DOCUMENT EXCERPT ->
[Start of Attachment]

Interestingly, the story isn’t all that unique. In fact, numerous other tourists in the area of Cancun and Playa del Carmen, including several at the same Iberostar hotel, have claimed similar accidents took place with each traveler unable to remember the details leading up to their ordeal. One couple reports that after having just a few drinks at the Iberostar Paraiso Maya bar, the pair blacked out and later woke in their hotel room five hours later. The woman had been sexually assaulted, her husband had a broken hand, and the doctors said it appeared he had hit someone. However, the woman said she drank just two mojitos from the bar while her husband had three beers.

“Never in my wildest dreams did I think that in my 30s, and my husband in his 40s — he’s 6-3, 220 pounds — we would be sitting at a five-star resort, that there was ever a possibility not only that we could be drugged, but that any harm could come to me.”

The pair feels they must have been drugged as they did not consume enough alcohol to experience a blackout and feel it is suspicious that they both blacked out at the exact same time. The pair says they reported the incident to hotel staff but were told to go to the hospital and to take cash.

As KENS5 reports, the common theme among tourists in the area who experience similar incidents is that the tourists are told to go to specific medical facilities with cash. Therefore, some have speculated that the hotels are serving tainted alcohol and working in conjunction with certain hospitals to boost their business. Interestingly, when Abbey and Austin Conner were taken by ambulance for treatment following the drowning, they were not taken to the closest hospital nor did it have the biggest emergency care center in the area. Instead, they were taken to a small medical facility 14 miles away.

In at least three reported cases, vacationers reported that local hospitals, part of the Hospiten chain, appeared to be gouging them. The hospitals would demand large sums of cash, and one tourist was told to take a cab to an ATM in the middle of the night to pay.

So, is it possible that the alcohol that Abbey Conner drank was tainted? A 2015 report from Mexico’s Tax Administration Service found that 43 percent of all the alcohol consumed in the nation is illegal, produced under unregulated circumstances resulting in potentially dangerous concoctions. In fact, a 2017 report by a Commission charged with the protection against health risks notes that 1.4 million gallons of alcohol have bee seized by Mexican authorities for being tainted and unsafe. However, this alcohol was not all found on the black market. It is reported that alcohol has been found at establishments ranging from small eateries to hotels and large resorts.

[End of Attachment]

[Stored data]
[Start of Attachment]

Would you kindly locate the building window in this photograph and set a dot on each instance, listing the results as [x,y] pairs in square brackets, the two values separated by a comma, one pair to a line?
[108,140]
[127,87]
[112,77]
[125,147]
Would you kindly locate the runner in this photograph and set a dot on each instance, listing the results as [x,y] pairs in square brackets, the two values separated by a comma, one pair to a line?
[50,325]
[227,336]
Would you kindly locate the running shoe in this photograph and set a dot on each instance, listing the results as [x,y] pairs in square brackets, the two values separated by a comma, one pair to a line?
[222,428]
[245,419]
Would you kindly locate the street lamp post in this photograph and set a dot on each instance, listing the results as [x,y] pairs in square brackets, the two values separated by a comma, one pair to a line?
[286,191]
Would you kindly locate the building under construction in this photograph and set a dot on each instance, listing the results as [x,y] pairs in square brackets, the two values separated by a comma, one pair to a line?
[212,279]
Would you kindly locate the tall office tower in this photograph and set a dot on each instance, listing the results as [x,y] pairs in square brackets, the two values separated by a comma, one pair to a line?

[End of Attachment]

WORK ORDER 1 -> In the article on tourist blackouts near Cancun, what percentage of the alcohol consumed in Mexico did the 2015 Tax Administration Service report find to be illegal?
WORK ORDER 2 -> Continue the article on tourist blackouts near Cancun from its last sentence.
The entries are not needed for this work.

ANSWER SPACE 1 -> 43 percent

ANSWER SPACE 2 ->
Maureen Webster, who launched the site, blames the US government for not being more proactive about ensuring American tourists know about the potential dangers at Mexican resorts. Webster lost her 22-year-old son nearly 10 years ago after he also drowned at a Mexican resort.

“Every time, every single time, something bad happens, they (Mexican resorts and authorities) blame the victim. They say ‘They were drunk, they were drunk, they were drunk, they were drunk.’ Every single time. Shame on the (U.S.) government for not making this an issue. It’s a big problem.”

In the case of Webster’s son, when police were little to no help, the grieving mother began gathering statements from witnesses at the pool at the time of her son’s death. What she discovered was nothing short of sickening to the women who had just lost a child. She says dozens of witnesses say that her son, Nolan, was not drunk, with one witness, a Canadian nurse, noting that she attempted to give the young man CPR, but the resort officials forced her to stop. She claims that Nolan was still breathing when she tried to provide emergency assistance, but the resort staff forbid her from continuing and did nothing but watch the young man die.

Do you think the U.S. State Department should get involved in cases such as these to ensure that American tourists are not being preyed upon by resorts and medical facilities?